- _What needs to be done_: The required output is all lines below that contain the word "track".

- _Records supplied_:
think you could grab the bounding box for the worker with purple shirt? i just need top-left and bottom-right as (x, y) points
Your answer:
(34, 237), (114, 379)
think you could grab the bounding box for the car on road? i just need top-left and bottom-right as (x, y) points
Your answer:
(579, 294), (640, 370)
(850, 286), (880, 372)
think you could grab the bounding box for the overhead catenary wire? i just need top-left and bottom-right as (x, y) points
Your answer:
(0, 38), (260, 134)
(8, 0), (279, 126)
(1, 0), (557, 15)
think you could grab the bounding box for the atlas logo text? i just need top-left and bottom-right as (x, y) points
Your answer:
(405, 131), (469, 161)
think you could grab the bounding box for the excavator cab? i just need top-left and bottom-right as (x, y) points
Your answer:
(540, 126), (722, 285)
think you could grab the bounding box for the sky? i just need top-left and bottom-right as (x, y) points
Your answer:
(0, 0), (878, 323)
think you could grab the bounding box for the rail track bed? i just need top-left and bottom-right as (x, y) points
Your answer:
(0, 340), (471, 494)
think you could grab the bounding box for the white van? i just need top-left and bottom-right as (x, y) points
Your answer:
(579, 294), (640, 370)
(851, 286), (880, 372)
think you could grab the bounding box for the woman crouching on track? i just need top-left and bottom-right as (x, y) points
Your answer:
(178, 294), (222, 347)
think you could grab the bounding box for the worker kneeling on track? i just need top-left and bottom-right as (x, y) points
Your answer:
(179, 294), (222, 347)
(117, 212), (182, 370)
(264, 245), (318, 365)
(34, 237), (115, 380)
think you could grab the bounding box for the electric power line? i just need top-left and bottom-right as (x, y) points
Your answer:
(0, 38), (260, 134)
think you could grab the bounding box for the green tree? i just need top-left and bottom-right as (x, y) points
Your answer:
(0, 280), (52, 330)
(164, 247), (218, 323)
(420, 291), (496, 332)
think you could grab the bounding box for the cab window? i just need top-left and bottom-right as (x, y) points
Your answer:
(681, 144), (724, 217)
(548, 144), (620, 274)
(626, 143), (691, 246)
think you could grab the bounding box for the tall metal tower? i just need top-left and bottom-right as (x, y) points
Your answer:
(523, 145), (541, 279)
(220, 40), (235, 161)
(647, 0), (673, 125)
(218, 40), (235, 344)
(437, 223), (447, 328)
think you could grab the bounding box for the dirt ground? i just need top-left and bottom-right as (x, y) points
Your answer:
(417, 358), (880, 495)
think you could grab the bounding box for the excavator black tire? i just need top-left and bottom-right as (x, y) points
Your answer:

- _Answer to this task_:
think you could grab the bounding box for the rail track bed? i just need top-left and bottom-right as (x, y) points
think you could grab the bounding box for the woman crouching on track? i just need top-left and bottom-right as (x, y) points
think you could grab the bounding box for the worker kneeling on track? i just need top-left and bottom-right as (x, y) points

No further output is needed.